PROBLEM TO WORK ON ▸ The expected output is an exact restatement of all the records.
===== EXERCISE MATERIAL
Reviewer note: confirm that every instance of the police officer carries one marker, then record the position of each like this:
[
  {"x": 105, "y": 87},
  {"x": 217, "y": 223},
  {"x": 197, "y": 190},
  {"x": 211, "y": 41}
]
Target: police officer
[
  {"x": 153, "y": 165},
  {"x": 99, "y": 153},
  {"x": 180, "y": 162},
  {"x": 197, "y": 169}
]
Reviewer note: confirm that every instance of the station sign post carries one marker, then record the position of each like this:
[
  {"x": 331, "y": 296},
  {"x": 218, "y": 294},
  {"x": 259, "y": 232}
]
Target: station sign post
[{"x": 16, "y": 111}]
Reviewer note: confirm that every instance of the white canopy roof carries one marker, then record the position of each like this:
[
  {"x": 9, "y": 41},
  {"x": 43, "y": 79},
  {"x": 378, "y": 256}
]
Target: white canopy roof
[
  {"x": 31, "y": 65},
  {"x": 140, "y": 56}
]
==========
SOLUTION BELOW ▸
Reviewer note: confirm that every instance of the police officer carries one marker, then record the position of each like this:
[
  {"x": 105, "y": 87},
  {"x": 217, "y": 223},
  {"x": 197, "y": 190},
  {"x": 211, "y": 41}
]
Target: police officer
[
  {"x": 153, "y": 165},
  {"x": 99, "y": 153},
  {"x": 180, "y": 162},
  {"x": 197, "y": 169}
]
Reviewer note: confirm that every instance of the station sign post carries one marker, then record the position of each like this:
[
  {"x": 331, "y": 296},
  {"x": 218, "y": 294},
  {"x": 259, "y": 232}
]
Target: station sign post
[{"x": 16, "y": 111}]
Reviewer note: confirm that every instance of the white canopy roof carries one marker, then record the position of each like this:
[
  {"x": 9, "y": 41},
  {"x": 43, "y": 79},
  {"x": 378, "y": 256}
]
Target: white canopy roof
[
  {"x": 31, "y": 65},
  {"x": 140, "y": 56}
]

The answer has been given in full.